• _Work to do_: Return each line of the material below that contains the word "facade".

═════ Task material ═════

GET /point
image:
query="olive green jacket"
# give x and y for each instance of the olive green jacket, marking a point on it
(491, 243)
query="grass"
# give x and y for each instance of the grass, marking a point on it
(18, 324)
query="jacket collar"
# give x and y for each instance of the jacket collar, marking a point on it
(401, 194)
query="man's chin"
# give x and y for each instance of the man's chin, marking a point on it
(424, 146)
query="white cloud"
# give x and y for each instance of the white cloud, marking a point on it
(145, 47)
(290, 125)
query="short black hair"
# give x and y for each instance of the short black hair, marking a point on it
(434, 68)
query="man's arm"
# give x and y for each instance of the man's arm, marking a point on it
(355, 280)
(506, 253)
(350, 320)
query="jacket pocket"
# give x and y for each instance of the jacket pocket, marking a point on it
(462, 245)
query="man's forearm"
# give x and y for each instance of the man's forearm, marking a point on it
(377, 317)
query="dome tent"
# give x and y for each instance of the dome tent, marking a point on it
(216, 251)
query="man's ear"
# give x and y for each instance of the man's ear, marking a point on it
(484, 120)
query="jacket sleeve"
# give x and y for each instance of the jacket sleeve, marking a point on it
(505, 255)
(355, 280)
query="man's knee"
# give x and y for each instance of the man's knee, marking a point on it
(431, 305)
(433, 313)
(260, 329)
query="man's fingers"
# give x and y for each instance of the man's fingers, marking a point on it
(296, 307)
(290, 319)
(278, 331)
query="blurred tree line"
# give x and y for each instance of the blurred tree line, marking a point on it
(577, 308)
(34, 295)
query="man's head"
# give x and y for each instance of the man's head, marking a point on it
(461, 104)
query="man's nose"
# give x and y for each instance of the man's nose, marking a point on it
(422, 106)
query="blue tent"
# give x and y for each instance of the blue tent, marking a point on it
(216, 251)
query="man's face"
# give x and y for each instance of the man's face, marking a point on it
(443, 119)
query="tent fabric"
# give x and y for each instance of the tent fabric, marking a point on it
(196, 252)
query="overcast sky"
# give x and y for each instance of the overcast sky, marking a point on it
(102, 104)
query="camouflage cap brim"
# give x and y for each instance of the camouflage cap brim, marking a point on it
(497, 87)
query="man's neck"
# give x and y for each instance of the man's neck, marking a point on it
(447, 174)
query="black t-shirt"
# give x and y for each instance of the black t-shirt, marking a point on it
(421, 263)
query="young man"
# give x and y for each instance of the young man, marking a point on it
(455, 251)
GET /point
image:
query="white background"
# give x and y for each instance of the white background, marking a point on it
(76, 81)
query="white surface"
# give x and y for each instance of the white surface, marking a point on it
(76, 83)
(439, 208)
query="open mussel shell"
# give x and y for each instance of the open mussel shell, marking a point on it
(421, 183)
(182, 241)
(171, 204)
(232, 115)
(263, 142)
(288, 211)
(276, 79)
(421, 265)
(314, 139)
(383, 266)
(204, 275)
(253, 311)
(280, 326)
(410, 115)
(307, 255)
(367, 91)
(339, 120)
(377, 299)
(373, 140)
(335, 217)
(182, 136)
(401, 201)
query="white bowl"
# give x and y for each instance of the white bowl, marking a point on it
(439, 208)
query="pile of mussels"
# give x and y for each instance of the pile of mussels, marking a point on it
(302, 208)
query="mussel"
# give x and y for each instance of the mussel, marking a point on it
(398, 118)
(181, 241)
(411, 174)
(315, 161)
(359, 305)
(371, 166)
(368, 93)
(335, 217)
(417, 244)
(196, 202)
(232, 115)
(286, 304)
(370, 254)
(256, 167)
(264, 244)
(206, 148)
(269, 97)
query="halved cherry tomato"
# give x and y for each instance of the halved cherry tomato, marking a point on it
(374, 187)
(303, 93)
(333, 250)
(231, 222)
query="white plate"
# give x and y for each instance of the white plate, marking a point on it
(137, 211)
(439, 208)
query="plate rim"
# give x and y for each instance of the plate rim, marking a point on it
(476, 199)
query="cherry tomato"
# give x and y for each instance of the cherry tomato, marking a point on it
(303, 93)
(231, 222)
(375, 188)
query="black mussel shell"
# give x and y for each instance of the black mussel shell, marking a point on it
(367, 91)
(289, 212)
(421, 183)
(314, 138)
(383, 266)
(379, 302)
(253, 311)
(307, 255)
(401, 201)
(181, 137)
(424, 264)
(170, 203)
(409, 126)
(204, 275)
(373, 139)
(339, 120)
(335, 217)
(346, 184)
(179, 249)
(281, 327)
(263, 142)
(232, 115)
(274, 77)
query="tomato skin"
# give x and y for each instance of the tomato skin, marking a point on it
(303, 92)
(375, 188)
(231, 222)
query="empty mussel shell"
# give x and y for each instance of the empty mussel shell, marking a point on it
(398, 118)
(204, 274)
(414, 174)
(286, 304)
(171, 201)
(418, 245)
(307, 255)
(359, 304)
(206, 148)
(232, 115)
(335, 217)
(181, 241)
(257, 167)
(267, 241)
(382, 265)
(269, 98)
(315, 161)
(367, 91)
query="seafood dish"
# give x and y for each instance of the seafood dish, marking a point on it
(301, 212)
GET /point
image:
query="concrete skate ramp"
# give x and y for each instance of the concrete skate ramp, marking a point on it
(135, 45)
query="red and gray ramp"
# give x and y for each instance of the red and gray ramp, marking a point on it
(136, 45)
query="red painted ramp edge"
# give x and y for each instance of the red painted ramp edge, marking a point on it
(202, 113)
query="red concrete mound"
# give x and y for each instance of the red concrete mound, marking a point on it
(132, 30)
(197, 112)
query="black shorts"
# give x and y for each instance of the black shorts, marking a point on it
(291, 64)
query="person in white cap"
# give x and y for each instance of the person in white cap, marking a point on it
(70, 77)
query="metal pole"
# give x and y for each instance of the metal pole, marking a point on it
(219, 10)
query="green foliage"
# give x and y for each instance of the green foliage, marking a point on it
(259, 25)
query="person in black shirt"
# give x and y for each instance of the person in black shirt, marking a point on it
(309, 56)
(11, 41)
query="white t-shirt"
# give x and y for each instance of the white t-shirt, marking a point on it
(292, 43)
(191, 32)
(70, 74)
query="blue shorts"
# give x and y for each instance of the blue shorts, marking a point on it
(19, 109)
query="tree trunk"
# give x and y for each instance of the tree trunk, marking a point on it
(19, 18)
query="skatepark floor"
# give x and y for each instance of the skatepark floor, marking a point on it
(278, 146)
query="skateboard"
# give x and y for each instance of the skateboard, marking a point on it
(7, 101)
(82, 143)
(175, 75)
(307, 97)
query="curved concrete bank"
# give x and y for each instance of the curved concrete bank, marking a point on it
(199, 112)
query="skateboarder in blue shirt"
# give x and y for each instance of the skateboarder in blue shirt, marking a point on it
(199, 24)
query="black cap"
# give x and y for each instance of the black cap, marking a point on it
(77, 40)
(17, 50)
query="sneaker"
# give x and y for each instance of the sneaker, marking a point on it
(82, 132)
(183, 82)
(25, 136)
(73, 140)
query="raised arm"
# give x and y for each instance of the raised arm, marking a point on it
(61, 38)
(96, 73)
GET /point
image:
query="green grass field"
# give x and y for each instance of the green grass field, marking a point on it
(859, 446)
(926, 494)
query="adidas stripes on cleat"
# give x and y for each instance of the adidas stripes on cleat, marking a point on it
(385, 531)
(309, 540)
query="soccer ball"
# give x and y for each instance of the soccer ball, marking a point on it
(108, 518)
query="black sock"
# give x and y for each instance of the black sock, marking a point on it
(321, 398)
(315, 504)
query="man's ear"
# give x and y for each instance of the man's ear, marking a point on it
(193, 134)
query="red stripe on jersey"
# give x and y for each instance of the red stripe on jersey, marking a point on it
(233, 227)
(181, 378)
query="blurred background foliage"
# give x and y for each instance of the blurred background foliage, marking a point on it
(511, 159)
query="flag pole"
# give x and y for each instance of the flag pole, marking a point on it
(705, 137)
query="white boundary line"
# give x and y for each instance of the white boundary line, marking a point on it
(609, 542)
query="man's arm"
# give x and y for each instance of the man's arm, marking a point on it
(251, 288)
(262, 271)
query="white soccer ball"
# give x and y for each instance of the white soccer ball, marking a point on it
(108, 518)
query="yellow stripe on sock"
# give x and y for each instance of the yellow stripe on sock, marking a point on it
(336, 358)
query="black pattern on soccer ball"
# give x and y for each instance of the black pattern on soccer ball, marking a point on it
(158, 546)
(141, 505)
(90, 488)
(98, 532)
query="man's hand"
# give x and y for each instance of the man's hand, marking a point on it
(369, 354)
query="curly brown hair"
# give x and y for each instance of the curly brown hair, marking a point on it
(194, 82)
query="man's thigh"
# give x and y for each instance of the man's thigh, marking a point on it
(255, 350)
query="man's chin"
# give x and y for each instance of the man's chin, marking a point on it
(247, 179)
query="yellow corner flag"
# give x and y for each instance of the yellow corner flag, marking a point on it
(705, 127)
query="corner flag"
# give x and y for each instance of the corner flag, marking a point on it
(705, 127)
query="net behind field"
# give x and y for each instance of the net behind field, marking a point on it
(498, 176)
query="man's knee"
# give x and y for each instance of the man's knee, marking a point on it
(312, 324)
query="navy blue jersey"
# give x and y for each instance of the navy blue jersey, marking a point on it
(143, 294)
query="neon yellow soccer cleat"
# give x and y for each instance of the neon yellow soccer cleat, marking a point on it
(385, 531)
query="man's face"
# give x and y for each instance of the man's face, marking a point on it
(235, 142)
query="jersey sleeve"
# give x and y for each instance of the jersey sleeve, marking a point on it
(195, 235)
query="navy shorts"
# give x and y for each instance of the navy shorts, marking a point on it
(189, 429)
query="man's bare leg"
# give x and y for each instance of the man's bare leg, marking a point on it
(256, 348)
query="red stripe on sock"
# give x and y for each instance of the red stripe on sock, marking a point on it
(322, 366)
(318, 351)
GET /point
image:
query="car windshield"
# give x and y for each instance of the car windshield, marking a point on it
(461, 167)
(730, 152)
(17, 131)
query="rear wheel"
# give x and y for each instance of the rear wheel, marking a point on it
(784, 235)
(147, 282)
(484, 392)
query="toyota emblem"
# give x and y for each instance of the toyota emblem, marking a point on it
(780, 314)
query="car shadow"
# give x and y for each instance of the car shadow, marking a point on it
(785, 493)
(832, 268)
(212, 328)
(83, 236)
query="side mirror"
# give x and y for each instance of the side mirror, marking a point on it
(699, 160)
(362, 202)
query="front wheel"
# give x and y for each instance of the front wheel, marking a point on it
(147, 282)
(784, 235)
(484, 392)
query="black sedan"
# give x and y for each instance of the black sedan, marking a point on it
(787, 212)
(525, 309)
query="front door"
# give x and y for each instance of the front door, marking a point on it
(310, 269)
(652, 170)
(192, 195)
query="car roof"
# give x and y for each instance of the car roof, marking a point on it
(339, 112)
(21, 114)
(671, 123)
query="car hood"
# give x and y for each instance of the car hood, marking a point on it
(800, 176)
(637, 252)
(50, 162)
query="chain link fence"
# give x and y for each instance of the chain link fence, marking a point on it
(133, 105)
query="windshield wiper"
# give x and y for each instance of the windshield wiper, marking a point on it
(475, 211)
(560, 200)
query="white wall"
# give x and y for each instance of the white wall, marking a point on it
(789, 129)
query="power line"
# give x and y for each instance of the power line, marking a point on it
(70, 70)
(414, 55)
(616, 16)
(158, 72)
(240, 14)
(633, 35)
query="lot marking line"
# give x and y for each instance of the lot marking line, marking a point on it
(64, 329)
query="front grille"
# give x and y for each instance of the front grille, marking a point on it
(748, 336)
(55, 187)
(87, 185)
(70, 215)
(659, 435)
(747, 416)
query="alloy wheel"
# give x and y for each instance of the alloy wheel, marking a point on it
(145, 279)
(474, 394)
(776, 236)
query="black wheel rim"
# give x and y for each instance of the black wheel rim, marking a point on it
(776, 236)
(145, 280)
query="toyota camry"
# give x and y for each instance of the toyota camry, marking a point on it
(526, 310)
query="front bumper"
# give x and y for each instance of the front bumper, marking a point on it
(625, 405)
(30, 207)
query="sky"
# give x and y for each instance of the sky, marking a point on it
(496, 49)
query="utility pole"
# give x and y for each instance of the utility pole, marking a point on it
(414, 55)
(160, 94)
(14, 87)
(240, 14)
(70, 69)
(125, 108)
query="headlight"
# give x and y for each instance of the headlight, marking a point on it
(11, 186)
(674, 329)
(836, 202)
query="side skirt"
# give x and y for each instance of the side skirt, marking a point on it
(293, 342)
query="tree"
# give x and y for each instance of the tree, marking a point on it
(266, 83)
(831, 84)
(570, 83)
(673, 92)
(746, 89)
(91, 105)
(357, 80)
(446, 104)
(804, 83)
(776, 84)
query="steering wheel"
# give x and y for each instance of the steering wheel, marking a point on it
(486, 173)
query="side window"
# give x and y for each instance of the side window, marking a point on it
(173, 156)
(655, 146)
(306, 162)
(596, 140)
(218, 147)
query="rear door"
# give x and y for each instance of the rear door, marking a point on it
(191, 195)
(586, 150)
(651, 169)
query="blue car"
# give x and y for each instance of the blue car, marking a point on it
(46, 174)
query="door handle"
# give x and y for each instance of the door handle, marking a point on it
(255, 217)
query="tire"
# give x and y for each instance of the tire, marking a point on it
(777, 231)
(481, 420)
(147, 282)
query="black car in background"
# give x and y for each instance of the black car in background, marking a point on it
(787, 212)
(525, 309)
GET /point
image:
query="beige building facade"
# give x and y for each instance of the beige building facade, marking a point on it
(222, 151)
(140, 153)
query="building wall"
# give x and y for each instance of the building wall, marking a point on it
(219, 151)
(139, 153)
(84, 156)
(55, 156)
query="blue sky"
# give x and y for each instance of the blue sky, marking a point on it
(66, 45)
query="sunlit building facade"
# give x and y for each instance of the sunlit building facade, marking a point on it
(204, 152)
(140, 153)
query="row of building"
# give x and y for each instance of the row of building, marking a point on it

═════

• _Answer to the task_:
query="beige building facade"
# give x and y for each instance of the beige building facade, marking a point on it
query="sunlit building facade"
# give x and y for each instance of the sunlit building facade, marking a point on it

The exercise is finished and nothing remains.